• **TASKS TO CARRY OUT**:
1. Name every pronoun that the passage on the Trinity says the Persons of the Godhead use when speaking of themselves or of one another.
2. In the passage on the Trinity, what gives efficacy to Christ's sacrifice?

• **TEXT SHOWN**:
##############################

In an exposition of the Creed the Fatherhood in relation to men generally, or to believers in particular, need not be considered. Here the name is used to indicate the relation in which the First Person stands to the Second, in virtue of which alone those who are adopted into fellowship with the Son become the children of God—the children of Christ's Father and their Father. The Scriptures teach that the Father is God, that the Son is God, and that the Holy Ghost is God. At the same time the doctrine of the Divine Unity is affirmed.
The difficulty felt in connection with the doctrine of Trinity in Unity has led to attempts in ancient and modern times to show that those passages of Scripture in which it appears to be taught may be otherwise interpreted. One explanation is, from the name of its first exponent, termed Sabellianism, or, the doctrine of a Modal Trinity. The view which it presents of the Divine Being is that the same Person manifests Himself at one time and in one relation as Father, at another time and in another relation as Son, and at a different time and in another relation as Holy Ghost. It attributes divinity to this One Divine Person in each of His manifestations, but denies that there are three Persons in the Godhead. The facts of Scripture do not accord with such a view of the Divine Personality. We find each Person addressing the Others and speaking of Himself and of Them as distinct Persons. Each speaking of Himself says "I." The Father says "Thou" to the Son, the Son says "Thou" to the Father, and the Father and the Son use the pronouns "He" and "Him" with reference to the Spirit. The Father loves the Son, the Son loves the Father, the Spirit testifies of the Son.[024]
In the Athanasian Creed we find the following statement of this doctrine:—
"This is the Catholic Faith, that we worship one God in Trinity, and Trinity in Unity. Neither confounding the Persons nor dividing the Substance. For the Person of the Father is one, of the Son another, of the Holy Ghost another. But the divinity of the Father and the Son and of the Holy Ghost is one, the glory equal, the majesty equal. Such as is the Father, such also is the Son, and such the Holy Spirit. The Father is uncreated, the Son is uncreated, the Holy Spirit is uncreated. The Father is infinite, the Son is infinite, the Holy Ghost is infinite. The Father is eternal, the Son is eternal, the Holy Ghost is eternal. And yet these are not three eternal Beings but one eternal Being. As also there are not three uncreated beings, nor three infinite beings, but one uncreated and one infinite Being."
It is sometimes said that the doctrine of the Trinity is of little practical importance, but such a view of it is inconsistent with the teaching of Scripture, and with the atoning work of Christ. It is the Divinity of the Son that gives efficacy to His sacrifice. As sinners we need pardon. Pardon must be preceded by propitiation, and if Christ is not Divine there is no propitiation. The doctrines of Scripture are so linked together that the rejection of one invalidates the others. If we deny the Trinity we deny the Gospel message of salvation, and we accordingly find that most of those who reject the doctrine of the Trinity do not believe in the reality and efficacy of Christ's atonement.

##############################

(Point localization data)
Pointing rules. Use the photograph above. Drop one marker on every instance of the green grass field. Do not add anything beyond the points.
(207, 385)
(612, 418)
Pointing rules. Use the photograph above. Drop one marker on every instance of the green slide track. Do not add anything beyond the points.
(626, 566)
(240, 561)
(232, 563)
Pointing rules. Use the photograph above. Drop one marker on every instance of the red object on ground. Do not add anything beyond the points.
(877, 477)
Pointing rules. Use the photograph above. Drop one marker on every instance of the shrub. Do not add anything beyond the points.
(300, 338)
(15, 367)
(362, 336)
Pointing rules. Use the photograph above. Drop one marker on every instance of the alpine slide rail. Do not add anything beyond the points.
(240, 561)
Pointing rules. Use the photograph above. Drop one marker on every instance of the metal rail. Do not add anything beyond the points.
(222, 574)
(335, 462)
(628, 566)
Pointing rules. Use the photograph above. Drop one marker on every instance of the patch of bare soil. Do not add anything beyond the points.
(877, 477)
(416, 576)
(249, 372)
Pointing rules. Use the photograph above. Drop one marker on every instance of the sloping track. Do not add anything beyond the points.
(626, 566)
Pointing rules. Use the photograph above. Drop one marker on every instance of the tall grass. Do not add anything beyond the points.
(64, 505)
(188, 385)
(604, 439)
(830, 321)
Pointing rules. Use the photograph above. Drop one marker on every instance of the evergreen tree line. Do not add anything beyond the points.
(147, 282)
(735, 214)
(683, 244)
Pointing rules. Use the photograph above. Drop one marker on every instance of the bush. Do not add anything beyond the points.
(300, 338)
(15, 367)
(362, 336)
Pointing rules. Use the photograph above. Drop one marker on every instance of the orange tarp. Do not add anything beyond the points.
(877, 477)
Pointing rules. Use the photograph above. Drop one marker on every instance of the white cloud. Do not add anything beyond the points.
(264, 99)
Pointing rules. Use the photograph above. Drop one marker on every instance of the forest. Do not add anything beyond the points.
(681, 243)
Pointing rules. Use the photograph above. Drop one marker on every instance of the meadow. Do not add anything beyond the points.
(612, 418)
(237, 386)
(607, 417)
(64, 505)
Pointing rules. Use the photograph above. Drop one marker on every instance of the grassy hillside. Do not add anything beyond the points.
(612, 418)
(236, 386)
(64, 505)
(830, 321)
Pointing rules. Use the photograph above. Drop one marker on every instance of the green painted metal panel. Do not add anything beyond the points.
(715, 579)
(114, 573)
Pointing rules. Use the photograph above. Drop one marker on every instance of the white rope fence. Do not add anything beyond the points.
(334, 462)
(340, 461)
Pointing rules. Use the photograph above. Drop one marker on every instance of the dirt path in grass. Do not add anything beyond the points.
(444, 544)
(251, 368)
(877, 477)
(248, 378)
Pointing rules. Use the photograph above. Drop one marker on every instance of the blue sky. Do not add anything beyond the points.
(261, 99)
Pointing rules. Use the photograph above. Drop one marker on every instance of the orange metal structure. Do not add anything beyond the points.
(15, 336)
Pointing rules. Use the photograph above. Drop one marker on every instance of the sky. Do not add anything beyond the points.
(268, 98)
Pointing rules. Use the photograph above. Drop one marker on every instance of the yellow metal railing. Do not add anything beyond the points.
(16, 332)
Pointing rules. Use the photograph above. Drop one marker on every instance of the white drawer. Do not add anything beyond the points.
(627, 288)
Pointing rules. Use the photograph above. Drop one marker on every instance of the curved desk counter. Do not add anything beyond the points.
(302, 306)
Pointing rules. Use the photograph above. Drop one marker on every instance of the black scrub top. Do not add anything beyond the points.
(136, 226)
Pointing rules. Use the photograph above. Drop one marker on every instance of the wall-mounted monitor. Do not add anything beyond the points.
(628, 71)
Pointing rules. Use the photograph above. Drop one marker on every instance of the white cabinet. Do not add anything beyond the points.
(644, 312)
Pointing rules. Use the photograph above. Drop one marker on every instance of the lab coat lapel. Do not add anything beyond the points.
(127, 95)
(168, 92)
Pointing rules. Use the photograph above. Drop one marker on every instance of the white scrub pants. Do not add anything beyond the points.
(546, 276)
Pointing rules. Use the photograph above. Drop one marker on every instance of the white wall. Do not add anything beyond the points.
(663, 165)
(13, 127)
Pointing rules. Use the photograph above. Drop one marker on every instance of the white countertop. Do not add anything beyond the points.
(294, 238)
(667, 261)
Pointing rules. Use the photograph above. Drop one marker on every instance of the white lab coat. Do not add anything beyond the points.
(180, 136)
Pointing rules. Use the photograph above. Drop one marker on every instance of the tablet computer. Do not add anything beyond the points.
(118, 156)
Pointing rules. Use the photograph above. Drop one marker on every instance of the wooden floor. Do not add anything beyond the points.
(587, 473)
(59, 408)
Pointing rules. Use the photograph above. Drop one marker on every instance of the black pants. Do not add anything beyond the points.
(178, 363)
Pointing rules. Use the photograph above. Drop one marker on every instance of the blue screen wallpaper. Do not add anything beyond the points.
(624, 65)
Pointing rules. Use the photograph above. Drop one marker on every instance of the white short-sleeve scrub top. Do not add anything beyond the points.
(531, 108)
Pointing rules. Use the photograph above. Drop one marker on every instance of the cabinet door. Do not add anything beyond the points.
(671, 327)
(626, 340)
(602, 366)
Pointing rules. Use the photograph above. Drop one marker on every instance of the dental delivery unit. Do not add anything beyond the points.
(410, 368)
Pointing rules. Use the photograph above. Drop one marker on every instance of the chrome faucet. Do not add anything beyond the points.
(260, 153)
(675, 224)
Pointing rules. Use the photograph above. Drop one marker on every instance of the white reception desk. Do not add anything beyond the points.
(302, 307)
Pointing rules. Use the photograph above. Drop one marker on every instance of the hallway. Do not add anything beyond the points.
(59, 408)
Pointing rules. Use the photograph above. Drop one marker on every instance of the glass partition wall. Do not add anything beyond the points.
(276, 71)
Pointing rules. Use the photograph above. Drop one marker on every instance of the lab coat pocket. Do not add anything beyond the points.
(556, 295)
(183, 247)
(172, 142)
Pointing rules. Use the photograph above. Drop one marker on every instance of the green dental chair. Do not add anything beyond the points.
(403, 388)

##############################

• **SOLUTIONS**:
1. "I," "Thou," "He," and "Him"

2. The Divinity of the Son gives efficacy to His sacrifice.